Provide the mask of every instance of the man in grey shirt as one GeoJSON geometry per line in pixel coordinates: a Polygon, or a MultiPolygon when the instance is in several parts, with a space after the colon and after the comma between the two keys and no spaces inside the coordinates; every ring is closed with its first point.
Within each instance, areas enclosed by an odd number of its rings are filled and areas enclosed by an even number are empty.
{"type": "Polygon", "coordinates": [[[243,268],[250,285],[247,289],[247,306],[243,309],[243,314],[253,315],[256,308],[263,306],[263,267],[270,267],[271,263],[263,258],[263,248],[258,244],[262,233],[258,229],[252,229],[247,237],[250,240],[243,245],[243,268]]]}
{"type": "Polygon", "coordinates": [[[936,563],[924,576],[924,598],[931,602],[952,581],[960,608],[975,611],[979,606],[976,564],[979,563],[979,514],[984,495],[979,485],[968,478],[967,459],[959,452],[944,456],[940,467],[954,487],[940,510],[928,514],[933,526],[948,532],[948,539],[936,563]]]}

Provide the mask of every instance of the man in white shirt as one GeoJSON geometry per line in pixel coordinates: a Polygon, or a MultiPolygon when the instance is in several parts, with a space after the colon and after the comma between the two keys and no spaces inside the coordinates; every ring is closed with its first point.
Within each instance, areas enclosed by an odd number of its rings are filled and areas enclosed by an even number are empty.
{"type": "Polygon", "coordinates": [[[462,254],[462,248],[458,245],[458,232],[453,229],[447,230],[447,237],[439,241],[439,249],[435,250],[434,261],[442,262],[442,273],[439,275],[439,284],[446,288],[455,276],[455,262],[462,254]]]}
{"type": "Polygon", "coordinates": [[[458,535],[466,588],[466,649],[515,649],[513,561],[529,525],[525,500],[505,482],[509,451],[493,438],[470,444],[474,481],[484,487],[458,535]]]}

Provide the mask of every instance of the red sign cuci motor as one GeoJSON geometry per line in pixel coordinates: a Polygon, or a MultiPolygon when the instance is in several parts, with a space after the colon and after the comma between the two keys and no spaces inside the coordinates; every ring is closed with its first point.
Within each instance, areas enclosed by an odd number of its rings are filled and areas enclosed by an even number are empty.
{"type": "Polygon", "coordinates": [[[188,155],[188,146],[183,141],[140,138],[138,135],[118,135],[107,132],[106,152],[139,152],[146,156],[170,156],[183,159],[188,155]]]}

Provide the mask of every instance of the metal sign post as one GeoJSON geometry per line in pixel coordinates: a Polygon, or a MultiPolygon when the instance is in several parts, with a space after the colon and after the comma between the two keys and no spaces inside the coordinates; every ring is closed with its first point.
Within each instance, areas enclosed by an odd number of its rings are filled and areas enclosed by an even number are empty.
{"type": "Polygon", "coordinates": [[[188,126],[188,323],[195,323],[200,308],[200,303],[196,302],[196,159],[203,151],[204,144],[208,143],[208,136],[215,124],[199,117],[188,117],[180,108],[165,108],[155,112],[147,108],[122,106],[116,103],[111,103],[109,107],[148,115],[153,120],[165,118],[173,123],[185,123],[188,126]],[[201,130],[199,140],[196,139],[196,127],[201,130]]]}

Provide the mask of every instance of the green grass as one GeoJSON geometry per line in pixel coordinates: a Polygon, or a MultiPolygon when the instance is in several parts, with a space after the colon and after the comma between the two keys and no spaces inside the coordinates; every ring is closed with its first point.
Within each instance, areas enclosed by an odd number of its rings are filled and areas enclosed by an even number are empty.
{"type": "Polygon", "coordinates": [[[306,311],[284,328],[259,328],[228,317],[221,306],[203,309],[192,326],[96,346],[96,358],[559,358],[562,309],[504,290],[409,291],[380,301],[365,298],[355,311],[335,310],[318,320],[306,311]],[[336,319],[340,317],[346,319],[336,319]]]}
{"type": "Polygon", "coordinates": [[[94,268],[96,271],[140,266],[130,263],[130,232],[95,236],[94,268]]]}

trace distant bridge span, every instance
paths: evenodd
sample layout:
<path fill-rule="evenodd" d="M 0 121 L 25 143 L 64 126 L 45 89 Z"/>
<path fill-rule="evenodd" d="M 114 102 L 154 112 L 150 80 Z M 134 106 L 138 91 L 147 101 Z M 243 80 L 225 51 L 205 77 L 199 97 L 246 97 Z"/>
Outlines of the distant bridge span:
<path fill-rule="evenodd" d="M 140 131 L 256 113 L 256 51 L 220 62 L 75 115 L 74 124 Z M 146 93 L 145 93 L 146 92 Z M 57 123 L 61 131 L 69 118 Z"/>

···

▶ **TO DO**: Write out exactly the final stretch of the records: the line containing "trace distant bridge span, every instance" and every line after it, through the last, and nothing else.

▶ **RESULT FOR THIS EXERCISE**:
trace distant bridge span, every instance
paths: evenodd
sample layout:
<path fill-rule="evenodd" d="M 0 121 L 25 143 L 64 126 L 45 89 Z"/>
<path fill-rule="evenodd" d="M 114 102 L 154 112 L 150 80 Z M 134 106 L 138 91 L 147 101 Z M 243 80 L 225 51 L 205 77 L 199 97 L 246 97 Z"/>
Outlines of the distant bridge span:
<path fill-rule="evenodd" d="M 140 131 L 256 113 L 256 51 L 220 62 L 75 115 L 74 124 Z M 146 93 L 145 93 L 146 92 Z M 57 123 L 61 131 L 69 118 Z"/>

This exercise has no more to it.